> Documento fuente

────────────────

Aparte de nuestra labor voluntaria como intermediarios entre imagen artística y espectador, éramos invitados a conferencias (como las muy polémicas sobre el Surrealismo y la “sicopintura” ofrecidas por José Pierre en la Cinemateca de Cuba, y por el Presidente del Comité rector del Salón de Mayo, Yvon Taillandier, en la Biblioteca Nacional y el Museo de Bellas de Artes); servíamos de acompañantes a los creadores del exterior que ejecutaron obras en fábricas y espacios culturales (algunas destinadas a la funeraria “rampera” que en 1968 se convertiría en Galería de Arte Contemporáneo); e igualmente concurríamos a reuniones privadas donde lográbamos interrogar a los artistas foráneos sobre sus presupuestos creativos. A otro que observé manchar con soltura un muro fue a Édouard Pignon; del mismo modo que pudimos apreciar cómo César Baldaccini (“el escultor de la chatarra”) conformaba sus “comprimidos” con los medios productivos de Cubana de Acero. Según opiniones que le escuché a buen número de aquellas reconocidas personalidades del arte -quienes frecuentemente atenuaban el calor de agosto mediante sesiones de playa en el Este habanero- el proceso cultural cubano que tenía lugar en esa década era lo opuesto a la deformación reduccionista y dogmática aplicada al arte y la literatura en determinados países socialistas europeos y asiáticos. Valerio Adami y el crítico Alain Jouffroy me comentaron, casi como si se hubieran puesto de acuerdo, que la idea surrealista concentrada en el lema “la imaginación al poder” se verificaba cotidianamente en la que era llamada “Isla de la libertad”.
No ha sido mi propósito abordar aquí las diversas aristas de la puesta en territorio cubano de aquel importante hecho internacional de las artes visuales, que contó hasta con una hermosa edición seriada de sellos. Publicado por el Sello Editorial Arte Cubano, existe un libro titulado Salón de Mayo de París en La Habana, escrito por la investigadora y curadora Llilian Llanes Godoy, donde se incluyen múltiples aspectos e implicaciones de ese acontecimiento, en alguna medida antecedente de la Bienal de La Habana. A los cincuenta años de ocurrida la activísima exposición, sólo he querido recordar vivencias de mi participación en ella como guía de público. Pues haber vivido por dentro al Salón de Mayo en el 67, palpar lo que trajo de aleccionador para el arte nacional, observar cómo allí se fundieron posiciones progresistas con otras ambivalentes, haber sentido desde ese instante que la diferencia de visiones es lo que legitima al desarrollo de la cultura artística, resultan razones suficientes para que permanezca entre las huellas más influyentes en la ya profusa aventura cultural de mi existencia.
(1) Los cuatro estudiantes de la Escuela Nacional de Arte que aprovechamos la condición de guías para incorporarnos (algunos sin firmar lo pintado) al conjunto de hacedores del Mural Colectivo, fuimos: Luis Miguel Valdés, César Leal, Alberto Jorge Carol y quien ahora esto escribe.

────────────────

> Datos en bruto
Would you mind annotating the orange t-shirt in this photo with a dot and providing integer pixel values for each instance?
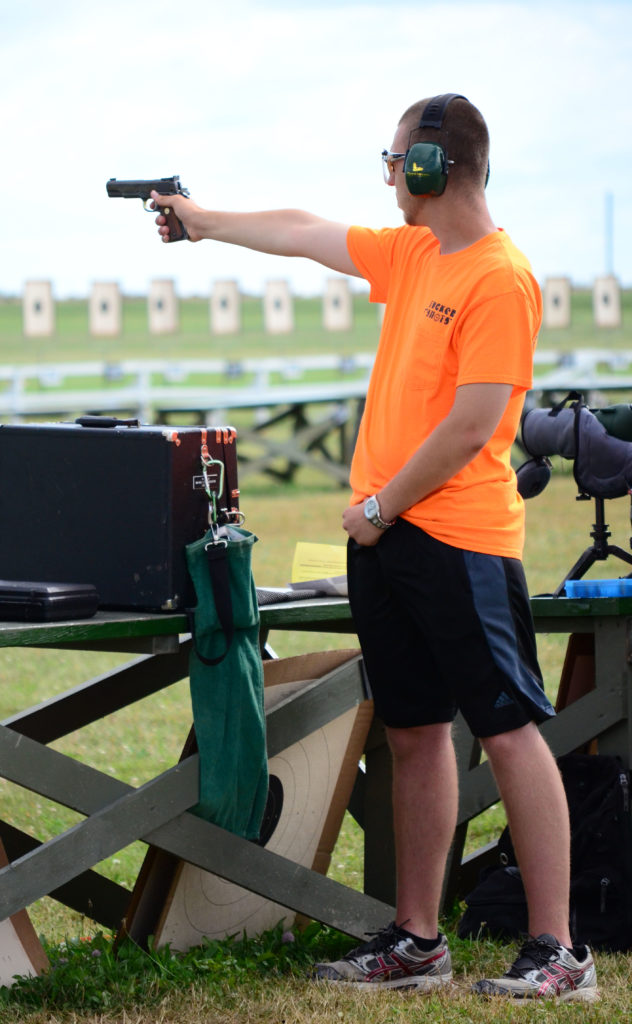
(466, 317)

────────────────

> Qué hacer
Responde estas preguntas sobre el texto del Salón de Mayo:
(a) ¿Con los medios productivos de qué empresa conformaba César Baldaccini sus "comprimidos"?
(b) ¿Quién escribió el libro Salón de Mayo de París en La Habana?
(c) ¿Cuántos estudiantes de la Escuela Nacional de Arte se sumaron a los hacedores del Mural Colectivo?
Este material procede de otra fuente.

> Tarea resuelta
(a) Cubana de Acero.
(b) Llilian Llanes Godoy.
(c) Cuatro.